Please carry on the passage about the kinematic equations and free fall, starting right after its last sentence.

• _Source_:
——

Now we have four equations, Eqs 12, 10, 7, and 15, with which we can solve any given uniform acceleration problem.

The Four Kinematic Equations of Motion

\begin{eqnarray} x_f &=& x_i + v_i t + {\scriptstyle \frac{1}{2}} a t^2 \\ x_f &=& x_i + \left( \frac {v_i + v_f} {2} \right) t \\ v_f &=& v_i + a t \\ v_f^2 &=& v_i^2 + 2 a \left( x_f - x_i \right) \\ \end{eqnarray}

In a previous example, we saw that a sports car accelerated from rest to a speed of 60 mph (26.8 m/s) in 3.90 s. How much distance does the car cover during this time?

$v_i = 0$, $v_f = 26.8 ~m/s$, $t = 3.90 ~s$, and $x_i = 0$. $x_f = ?$
Use Eq. 10 since it has velocities, distances, and time which we know, and doesn't contain acceleration which we don't know.
$x_f = x_i + \left( \frac {v_i + v_f} {2} \right) t$
Eliminate zero-valued quantities. This will help make the algebra we need to do easier.
$x_f = \left( \frac {v_f} {2} \right) t$
Now we can plug in our known values and evaluate $x_f$.
$x_f = \frac {26.8} {2} \cdot 3.90$
$x_f = 52.3 m$

A train moving at 35 m/s tries to stop in a hurry. It finally comes to a stop after traveling 3/4 of a mile (1207 m). What is the train's acceleration and how long does it take for the train to stop?

Free Fall Motion


Galileo demonstrated in his experiments that a falling body will be accelerated at a constant rate regardless of its mass. Supposedly, he demonstrated this most dramatically by dropping various weight stones off of the Leaning Tower of Pisa. That may or may not be true, actually, but it makes for a good story. Regardless of whether he performed this very public act of science or not, the fact remains that all things, regardless of mass, are accelerated by gravity at the same rate. This is contrary to what Aristotle believed who stated that heavier object must fall faster. Its easy to see how Aristotle may have thought this. If you drop a feather and a hammer at the same time, the hammer obviously will fall faster, but there's a complication. Air resistance affects the motion of the feather far more than the motion of the hammer. If you dropped a feather and a hammer somewhere where there was no air to get in the way, say the Moon for example, then the two objects would indeed fall at the same rate. This fact was verified by Commander David Scott during the Apollo 15 mission.

When we consider objects of sufficient mass that we can neglect air resistance, they are all accelerated by gravity at the same rate, so we give this acceleration its own symbol, $g$ such that(17)

——

• _Dataset records on object locations_:

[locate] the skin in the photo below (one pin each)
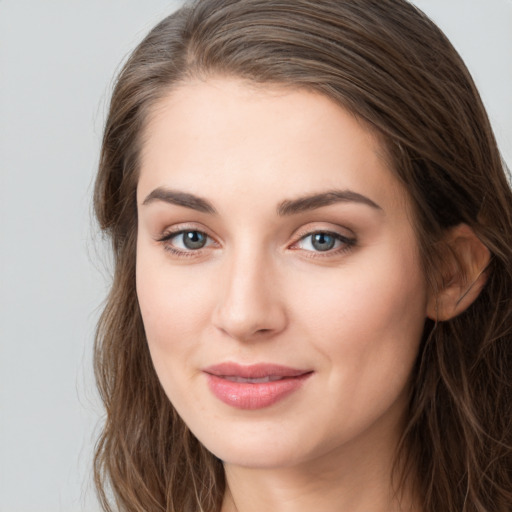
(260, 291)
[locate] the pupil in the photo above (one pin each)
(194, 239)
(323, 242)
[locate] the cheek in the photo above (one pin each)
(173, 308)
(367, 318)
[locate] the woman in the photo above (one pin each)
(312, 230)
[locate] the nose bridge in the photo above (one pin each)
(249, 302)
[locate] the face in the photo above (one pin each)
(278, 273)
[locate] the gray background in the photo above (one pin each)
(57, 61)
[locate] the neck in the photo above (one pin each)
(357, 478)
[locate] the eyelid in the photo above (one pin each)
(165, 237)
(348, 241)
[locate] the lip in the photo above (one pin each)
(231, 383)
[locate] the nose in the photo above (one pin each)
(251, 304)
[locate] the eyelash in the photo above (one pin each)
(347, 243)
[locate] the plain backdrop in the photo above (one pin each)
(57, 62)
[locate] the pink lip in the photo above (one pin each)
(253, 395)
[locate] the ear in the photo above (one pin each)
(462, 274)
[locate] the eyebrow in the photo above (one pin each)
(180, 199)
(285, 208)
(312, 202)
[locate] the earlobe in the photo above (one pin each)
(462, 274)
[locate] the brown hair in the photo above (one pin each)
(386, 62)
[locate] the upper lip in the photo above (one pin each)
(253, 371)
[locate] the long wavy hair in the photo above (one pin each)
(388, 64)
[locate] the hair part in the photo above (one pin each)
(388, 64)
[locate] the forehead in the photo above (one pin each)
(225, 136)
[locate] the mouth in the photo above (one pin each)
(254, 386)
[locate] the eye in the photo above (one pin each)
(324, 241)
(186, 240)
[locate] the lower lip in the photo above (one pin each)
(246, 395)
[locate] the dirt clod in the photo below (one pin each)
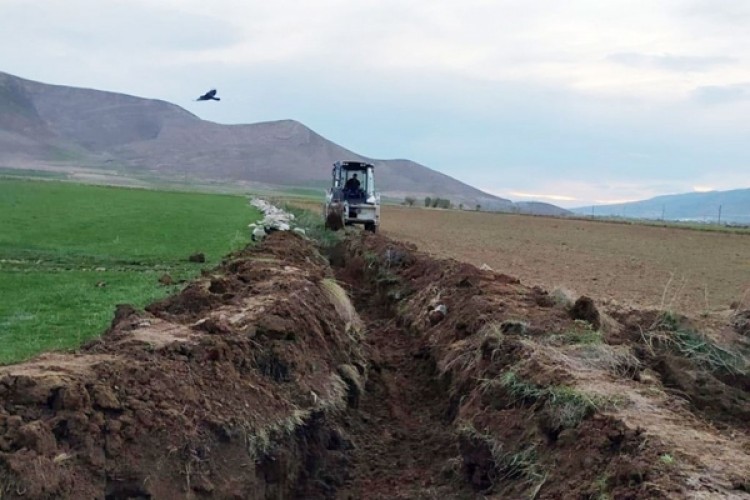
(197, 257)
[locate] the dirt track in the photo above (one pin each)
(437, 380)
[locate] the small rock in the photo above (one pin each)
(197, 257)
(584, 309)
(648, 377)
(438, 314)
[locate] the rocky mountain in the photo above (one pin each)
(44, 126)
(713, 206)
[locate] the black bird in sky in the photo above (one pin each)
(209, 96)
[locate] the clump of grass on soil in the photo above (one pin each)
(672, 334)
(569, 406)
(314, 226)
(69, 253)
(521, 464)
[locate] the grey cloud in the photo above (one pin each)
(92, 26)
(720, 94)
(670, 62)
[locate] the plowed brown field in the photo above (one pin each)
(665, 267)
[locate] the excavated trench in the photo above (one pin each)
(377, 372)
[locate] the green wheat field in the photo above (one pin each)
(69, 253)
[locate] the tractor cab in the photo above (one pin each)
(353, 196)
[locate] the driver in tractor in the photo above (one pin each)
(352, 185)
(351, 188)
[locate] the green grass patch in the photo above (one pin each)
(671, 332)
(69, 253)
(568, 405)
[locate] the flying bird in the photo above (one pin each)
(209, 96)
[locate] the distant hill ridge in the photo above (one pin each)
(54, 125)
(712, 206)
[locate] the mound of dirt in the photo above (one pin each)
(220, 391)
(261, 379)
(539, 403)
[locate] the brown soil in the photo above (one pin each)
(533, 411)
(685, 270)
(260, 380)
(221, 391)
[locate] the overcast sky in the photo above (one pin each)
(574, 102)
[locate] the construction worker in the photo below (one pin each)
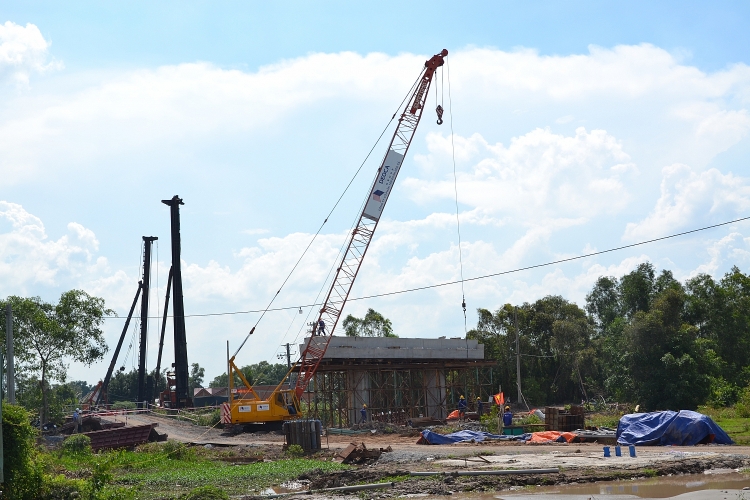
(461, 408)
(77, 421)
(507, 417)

——

• _Result of this task_:
\begin{align} g = 9.8 {\scriptstyle \frac {m} {s^2}} \end{align}

When we consider the four kinematic equations, Eqs. 12, 10, 7, and 15, as they apply to objects in free-fall, we can make some simple substitutions and arrive at four equations that describe falling bodies. Since when considering falling bodies, objects will be moving in the vertical direction, we'll substitute $y$ for $x$. If we assume that upwards is the positive direction, then the acceleration, $a$ can be substituted with $-g$. Doing so gives us the following equations:

\begin{align} y_f = y_i + v_i t - {\scriptstyle \frac{1}{2}} g t^2 \end{align}
\begin{align} y_f = y_i + \left( \frac {v_i + v_f} {2} \right) t \end{align}
\begin{equation} v_f = v_i - g t \end{equation}
\begin{align} v_f^2 = v_i^2 - 2 g \left( y_f - y_i \right) \end{align}

A tennis player tosses the ball up from an initial height of 1.5 m with a speed of 5.2 m/s. What is the maximum height the ball reaches?

$v_i = +5.2 ~m/s$, $y_i = 1.5 ~m$, $v_f = 0$. At the top of a objects arc, its vertical velocity will always be zero.
Use Eq 26 to find $y_f$
$v_f^2 = v_i^2 - 2 g \left( y_f - y_i \right)$
Eliminate zero-valued quantities.
$0 = v_i^2 - 2 g \left( y_f - y_i \right)$
Solve for $y_f$.
$y_f = y_i + \frac {v_i^2} { 2 g}$
$y_f = 1.5 + \frac {5.2^2} {2 \cdot 9.8} = 2.9 ~m$

A ball is thrown upward at 10.3 m/s from the top edge of a 25-m high building. How long will it take for the ball to reach the ground below?
$v_i = 10.3 ~m/s$, $y_i = 25 ~m$, $y_f = 0$ Its tempting to say that $v_f =0$, but realize that the ball will be moving quite fast when it strikes the pavement below. It will only come to a rest after it hits the ground.
Use Eq. 23 to find the time.
$y_f = y_i + v_i t - {\scriptstyle \frac{1}{2}} g t^2$
This equation is quadratic, so we'll need to use the Quadratic Formula, but first we need to get the above equation into standard form, $a x^2 + b x + c =0$.
${\scriptstyle \frac{1}{2}} g t^2 - v_i t + (y_f - y_i) = 0$
$a = {\scriptstyle \frac{1}{2}} g = 4.9$
$b = - v_i = -10.3$
$c = y_f - y_i = -25$
$t = \frac { -b \pm \sqrt {b^2 - 4 a c} } {2 a}$
This gives us two possible answers, one of which is physical and the other of which is not.
$t_- = -1.44 ~s$ This is clearly not possible.
$t_+ = 3.54 ~s$ This is our answer.

Projectile Motion

One of the convenient aspects of displacement, velocity, and acceleration all being vector quantities, is that each of the three components for the x-, y-, and z-directions are all independent of one another. In other words, an acceleration in the z-direction will only affect the velocity in the y-direction. The x and y-components of the velocity remain unchanged. This permits us to look at a projectile in flight as three separate kinematic problems, rather than trying to tackle the whole problem at once.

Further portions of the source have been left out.